====== BEREITGESTELLTE ANGABEN ======

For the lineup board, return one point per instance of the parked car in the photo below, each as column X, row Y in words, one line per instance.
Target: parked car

======
====== BEREITGESTELLTE ANGABEN ======

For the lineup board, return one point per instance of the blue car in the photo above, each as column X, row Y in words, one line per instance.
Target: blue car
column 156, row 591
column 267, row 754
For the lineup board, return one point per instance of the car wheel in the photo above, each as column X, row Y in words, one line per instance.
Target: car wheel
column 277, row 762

======
====== BEREITGESTELLTE ANGABEN ======

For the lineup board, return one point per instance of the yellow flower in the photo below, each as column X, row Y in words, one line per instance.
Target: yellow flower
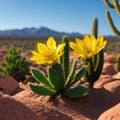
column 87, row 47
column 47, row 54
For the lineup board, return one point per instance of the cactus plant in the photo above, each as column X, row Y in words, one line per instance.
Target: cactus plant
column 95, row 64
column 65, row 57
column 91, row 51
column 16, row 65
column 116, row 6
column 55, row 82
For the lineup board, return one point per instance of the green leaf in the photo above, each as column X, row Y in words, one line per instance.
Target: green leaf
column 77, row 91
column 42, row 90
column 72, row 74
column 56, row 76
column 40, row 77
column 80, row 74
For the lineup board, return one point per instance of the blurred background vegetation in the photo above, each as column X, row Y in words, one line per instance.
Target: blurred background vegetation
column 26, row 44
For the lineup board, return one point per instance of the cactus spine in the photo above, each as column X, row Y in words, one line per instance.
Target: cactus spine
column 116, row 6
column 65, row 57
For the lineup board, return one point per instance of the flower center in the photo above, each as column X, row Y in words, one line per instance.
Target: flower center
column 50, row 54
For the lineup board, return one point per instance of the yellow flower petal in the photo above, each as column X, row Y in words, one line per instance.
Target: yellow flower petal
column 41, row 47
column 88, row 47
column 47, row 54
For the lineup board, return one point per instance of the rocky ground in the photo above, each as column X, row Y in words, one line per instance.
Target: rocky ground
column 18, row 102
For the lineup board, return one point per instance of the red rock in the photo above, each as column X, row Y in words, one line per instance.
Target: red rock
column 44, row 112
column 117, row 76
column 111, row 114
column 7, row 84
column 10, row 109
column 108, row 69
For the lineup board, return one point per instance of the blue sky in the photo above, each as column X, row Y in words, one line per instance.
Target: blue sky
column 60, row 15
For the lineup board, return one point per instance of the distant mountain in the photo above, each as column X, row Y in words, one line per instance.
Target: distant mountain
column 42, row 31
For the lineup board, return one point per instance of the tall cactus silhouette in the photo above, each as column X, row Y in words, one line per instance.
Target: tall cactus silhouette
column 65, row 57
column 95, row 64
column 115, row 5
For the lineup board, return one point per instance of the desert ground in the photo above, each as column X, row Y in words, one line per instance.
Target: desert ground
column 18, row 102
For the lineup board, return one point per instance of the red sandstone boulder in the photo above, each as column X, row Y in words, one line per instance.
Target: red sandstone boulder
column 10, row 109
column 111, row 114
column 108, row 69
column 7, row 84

======

**AUFGABENSTELLUNG:**
Gib bitte den Abschnitt der Einträge oben unverändert wieder, der mit der Zeile beginnt, die „the car wheel“ enthält, und mit der Zeile endet, die „column 277, row 762“ enthält, beide Zeilen eingeschlossen.

**SCHRIFTLICHE ANTWORT:**
For the lineup board, return one point per instance of the car wheel in the photo above, each as column X, row Y in words, one line per instance.
Target: car wheel
column 277, row 762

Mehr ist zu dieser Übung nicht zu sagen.